- Given exercise 1
From the carrot guide, extract the passage from "Soil Preparation and" to "rough and unattractive." word for word.
- Given exercise 2
Extend the carrot guide, picking up right after its final sentence.

- Page
<<<<
November 3, 2007
Carrots grow best in cool temperatures of late fall and early spring. Night temperatures of 55º and day temperatures of 75º are ideal for carrots. High temperatures cause poorly colored, low quality carrots. They will grow in some shade and do well in small gardens and flower beds.
Soil Preparation and Fertilization
Carrots do best in a loose, sandy loam type soil that is well drained. In heavy soils they mature slower and often the roots are rough and unattractive.
Clear the soil surface of any rocks, trash or debris. Small, fine pieces of plant material can be turned under for soil enrichment.
Spade the soil to a minimum of 8-12 inches deep. Turn the soil completely over so all plant material is covered. Scatter one cup of a high nitrogen manufactured slow-release fertilizer, such as a 19-5-9 analysis on the soil for each 10 feet of row to be planted. If an organic analysis is preferred, consider using a 4-2-3 analysis at two to three times the recommended rate. Then, use a rake to work the fertilizer into the soil to a depth of about three-to-four inches.
>>>>
Records:
<<<<
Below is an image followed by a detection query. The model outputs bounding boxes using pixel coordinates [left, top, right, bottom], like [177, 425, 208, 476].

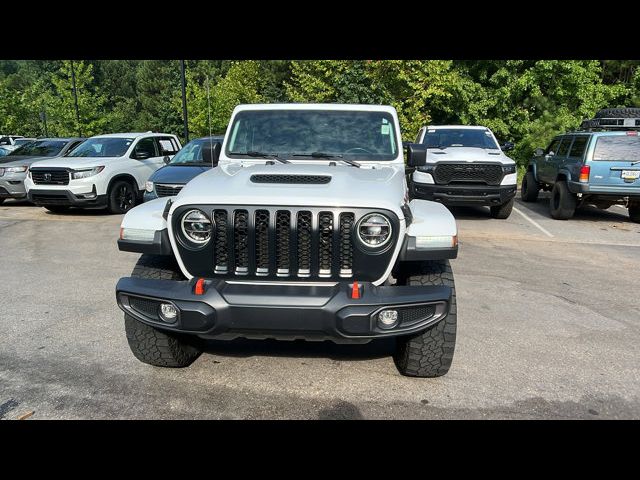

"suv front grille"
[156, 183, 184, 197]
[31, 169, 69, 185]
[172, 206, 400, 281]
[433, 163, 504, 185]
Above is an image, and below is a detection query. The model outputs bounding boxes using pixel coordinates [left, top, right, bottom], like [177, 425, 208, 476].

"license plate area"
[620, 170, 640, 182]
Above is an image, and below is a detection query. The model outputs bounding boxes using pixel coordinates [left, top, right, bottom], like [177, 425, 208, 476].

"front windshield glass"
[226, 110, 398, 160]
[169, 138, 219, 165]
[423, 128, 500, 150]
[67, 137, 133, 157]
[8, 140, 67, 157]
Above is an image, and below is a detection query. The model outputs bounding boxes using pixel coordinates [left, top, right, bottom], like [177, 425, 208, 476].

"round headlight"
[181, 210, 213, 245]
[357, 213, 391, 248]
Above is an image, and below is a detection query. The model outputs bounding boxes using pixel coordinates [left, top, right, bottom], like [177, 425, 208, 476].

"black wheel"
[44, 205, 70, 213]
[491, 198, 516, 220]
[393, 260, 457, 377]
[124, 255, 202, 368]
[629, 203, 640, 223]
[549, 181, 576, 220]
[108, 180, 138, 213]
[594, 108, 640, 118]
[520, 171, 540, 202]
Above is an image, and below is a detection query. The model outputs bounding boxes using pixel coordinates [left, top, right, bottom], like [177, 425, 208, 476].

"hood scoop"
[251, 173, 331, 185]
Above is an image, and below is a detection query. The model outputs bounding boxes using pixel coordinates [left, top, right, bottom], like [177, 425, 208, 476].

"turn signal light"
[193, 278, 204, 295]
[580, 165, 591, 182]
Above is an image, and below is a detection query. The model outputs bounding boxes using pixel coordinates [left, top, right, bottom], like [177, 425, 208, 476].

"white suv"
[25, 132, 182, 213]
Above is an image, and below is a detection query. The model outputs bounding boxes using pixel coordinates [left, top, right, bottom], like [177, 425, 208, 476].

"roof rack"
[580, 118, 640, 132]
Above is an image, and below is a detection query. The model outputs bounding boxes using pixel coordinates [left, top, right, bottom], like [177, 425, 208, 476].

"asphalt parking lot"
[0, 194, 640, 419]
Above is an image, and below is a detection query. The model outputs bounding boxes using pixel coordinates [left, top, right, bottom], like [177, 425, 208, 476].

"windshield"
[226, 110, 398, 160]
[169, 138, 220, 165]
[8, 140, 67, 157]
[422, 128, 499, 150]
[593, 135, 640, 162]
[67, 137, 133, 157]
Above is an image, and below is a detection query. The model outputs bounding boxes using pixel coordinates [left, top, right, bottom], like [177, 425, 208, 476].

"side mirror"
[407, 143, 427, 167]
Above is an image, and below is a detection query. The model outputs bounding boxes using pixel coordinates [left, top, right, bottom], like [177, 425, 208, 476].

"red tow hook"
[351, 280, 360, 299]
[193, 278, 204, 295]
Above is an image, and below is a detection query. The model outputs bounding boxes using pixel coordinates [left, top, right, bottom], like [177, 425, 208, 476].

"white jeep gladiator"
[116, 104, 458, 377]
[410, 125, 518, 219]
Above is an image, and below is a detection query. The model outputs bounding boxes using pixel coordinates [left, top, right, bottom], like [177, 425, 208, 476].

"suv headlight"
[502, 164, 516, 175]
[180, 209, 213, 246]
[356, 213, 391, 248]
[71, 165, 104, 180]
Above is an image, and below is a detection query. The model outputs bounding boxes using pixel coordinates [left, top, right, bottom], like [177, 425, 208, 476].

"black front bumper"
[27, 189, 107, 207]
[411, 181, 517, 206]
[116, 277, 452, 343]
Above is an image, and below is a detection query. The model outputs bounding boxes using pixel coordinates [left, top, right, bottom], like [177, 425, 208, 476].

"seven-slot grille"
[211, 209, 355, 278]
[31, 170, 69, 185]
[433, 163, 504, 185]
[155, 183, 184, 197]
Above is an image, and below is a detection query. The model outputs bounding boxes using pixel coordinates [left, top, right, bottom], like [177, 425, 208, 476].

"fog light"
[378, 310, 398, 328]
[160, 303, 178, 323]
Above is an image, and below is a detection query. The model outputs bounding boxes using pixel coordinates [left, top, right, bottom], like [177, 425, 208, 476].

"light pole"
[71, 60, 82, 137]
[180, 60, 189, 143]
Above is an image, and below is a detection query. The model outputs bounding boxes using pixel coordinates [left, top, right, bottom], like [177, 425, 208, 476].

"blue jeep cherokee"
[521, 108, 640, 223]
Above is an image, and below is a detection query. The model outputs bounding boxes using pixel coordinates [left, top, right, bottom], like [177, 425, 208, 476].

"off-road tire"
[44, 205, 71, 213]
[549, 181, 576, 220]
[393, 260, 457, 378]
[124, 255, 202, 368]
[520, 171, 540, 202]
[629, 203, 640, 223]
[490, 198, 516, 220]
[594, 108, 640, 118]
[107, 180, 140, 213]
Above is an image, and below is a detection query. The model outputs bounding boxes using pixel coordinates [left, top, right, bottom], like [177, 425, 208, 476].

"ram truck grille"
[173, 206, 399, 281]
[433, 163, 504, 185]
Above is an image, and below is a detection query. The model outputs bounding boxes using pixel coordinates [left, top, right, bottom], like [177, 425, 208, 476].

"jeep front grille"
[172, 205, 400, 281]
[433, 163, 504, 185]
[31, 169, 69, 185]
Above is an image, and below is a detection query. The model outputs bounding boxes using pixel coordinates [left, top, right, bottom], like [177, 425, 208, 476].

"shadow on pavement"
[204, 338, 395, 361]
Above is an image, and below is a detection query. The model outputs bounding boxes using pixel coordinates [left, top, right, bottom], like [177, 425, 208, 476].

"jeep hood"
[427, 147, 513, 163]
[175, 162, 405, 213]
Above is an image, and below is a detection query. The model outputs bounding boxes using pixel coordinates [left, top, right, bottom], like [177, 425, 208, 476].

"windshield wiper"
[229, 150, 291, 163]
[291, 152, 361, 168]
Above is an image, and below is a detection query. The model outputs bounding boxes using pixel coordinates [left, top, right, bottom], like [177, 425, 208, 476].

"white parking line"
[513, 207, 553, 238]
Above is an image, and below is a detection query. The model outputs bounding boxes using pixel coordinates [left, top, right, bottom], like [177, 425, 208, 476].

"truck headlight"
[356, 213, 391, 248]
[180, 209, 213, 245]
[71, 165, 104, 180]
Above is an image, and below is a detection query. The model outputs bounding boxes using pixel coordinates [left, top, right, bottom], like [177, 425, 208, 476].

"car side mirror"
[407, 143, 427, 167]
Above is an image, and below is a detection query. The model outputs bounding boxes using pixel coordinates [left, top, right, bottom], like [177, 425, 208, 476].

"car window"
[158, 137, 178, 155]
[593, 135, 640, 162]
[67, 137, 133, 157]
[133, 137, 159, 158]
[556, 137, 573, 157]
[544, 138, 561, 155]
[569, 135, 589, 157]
>>>>
- Task response 1
Soil Preparation and Fertilization
Carrots do best in a loose, sandy loam type soil that is well drained. In heavy soils they mature slower and often the roots are rough and unattractive.

- Task response 2
Smooth the soil and work it up into beds as shown. Beds allow good movement of air and water through the soil. Place carrot rows one-to-two feet apart. If ridges are farther apart, plant two rows of carrots on each ridge.
In most South Texas areas, carrots can be grown all winter. For the sweetest tasting carrots in late January and February, plant carrot seeds now. For a fall crop in other areas, plant in August. Begin planting carrots as soon as the soil can be worked. For South Texas springs, plant carrots any time from July through February.
Using a hoe handle or stick, make one or two rows 1/2-inch deep, on top of each prepared ridge. Scatter 18-20 seeds per foot in the row. Since carrot seeds require 14-21 days to sprout, many gardeners mix a few radish seeds, which sprout quickly, with carrot seeds to mark the row. Cover the seeds lightly. Sprinkle the row with water often to prevent crusting or cover the seeds with vermiculite or sand. This is especially helpful for crops planted in hot summer months.
Thin carrot plants to two inches apart when tops are four inches high. Some carrots will be large enough to eat. Thin the carrots to four inches apart as they continue to grow. Overcrowding and rocky soils result in poor quality roots. If radishes were mixed with the carrots, pull and eat them as they mature.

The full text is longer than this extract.